Stored data entries:

Start of Block

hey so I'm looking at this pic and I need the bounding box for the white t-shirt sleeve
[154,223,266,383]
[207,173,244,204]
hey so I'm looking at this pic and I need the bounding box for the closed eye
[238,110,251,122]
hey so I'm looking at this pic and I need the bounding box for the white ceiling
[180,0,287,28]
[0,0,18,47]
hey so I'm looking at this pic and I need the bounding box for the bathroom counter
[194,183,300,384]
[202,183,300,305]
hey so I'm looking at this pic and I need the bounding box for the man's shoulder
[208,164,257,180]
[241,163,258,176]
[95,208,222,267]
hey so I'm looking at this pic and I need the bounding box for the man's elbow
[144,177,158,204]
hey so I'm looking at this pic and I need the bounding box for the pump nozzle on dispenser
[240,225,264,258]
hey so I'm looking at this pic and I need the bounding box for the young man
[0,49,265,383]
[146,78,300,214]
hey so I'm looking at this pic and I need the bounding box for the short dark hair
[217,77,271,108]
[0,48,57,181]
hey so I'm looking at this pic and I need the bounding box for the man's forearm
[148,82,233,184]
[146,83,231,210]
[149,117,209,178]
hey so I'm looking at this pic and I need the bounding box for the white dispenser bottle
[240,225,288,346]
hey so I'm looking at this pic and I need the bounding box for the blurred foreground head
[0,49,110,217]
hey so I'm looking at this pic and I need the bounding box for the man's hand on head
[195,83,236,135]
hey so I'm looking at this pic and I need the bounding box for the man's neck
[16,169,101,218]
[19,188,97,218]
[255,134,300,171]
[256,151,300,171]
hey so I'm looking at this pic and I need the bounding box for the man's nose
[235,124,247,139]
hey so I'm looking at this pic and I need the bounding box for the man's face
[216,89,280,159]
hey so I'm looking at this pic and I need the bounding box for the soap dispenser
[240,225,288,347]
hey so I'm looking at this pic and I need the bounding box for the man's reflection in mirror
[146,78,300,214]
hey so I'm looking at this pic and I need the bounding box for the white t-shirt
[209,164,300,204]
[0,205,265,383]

End of Block

> **TASK REQUIREMENTS**:
The data above must be restated word for word.

> **ANSWER TO THIS TASK**:
hey so I'm looking at this pic and I need the bounding box for the white t-shirt sleeve
[154,223,266,383]
[207,173,244,204]
hey so I'm looking at this pic and I need the bounding box for the closed eye
[238,110,251,122]
hey so I'm looking at this pic and I need the bounding box for the white ceiling
[180,0,287,28]
[0,0,18,47]
hey so I'm looking at this pic and I need the bounding box for the bathroom counter
[194,183,300,384]
[202,183,300,305]
hey so I'm looking at this pic and I need the bounding box for the man's shoulder
[208,164,257,180]
[241,163,258,176]
[95,208,222,267]
hey so I'm looking at this pic and I need the bounding box for the man's elbow
[144,177,158,204]
hey so I'm looking at this pic and I need the bounding box for the pump nozzle on dispenser
[240,225,264,258]
hey so I'm looking at this pic and I need the bounding box for the young man
[0,49,265,383]
[146,78,300,214]
hey so I'm looking at this pic and I need the bounding box for the short dark hair
[217,77,271,108]
[0,48,57,181]
hey so I'm looking at this pic and I need the bounding box for the man's forearm
[148,82,233,184]
[146,83,231,210]
[149,117,209,178]
hey so I'm looking at this pic and I need the bounding box for the white dispenser bottle
[240,225,288,346]
hey so I'm looking at this pic and I need the bounding box for the blurred foreground head
[0,49,110,217]
hey so I'm looking at this pic and I need the bounding box for the man's hand on head
[195,83,236,135]
hey so I'm looking at this pic and I need the bounding box for the man's neck
[16,169,101,218]
[19,188,97,218]
[255,134,300,171]
[256,151,300,171]
hey so I'm looking at this pic and I need the bounding box for the man's nose
[235,124,247,139]
hey so I'm looking at this pic and I need the bounding box for the man's face
[216,89,280,159]
hey so I'm looking at this pic and I need the bounding box for the soap dispenser
[240,225,288,347]
hey so I'm looking at this pic and I need the bounding box for the man's reflection in mirror
[146,78,300,214]
hey so I'm looking at this pic and I need the bounding box for the white t-shirt
[209,164,300,204]
[0,205,265,383]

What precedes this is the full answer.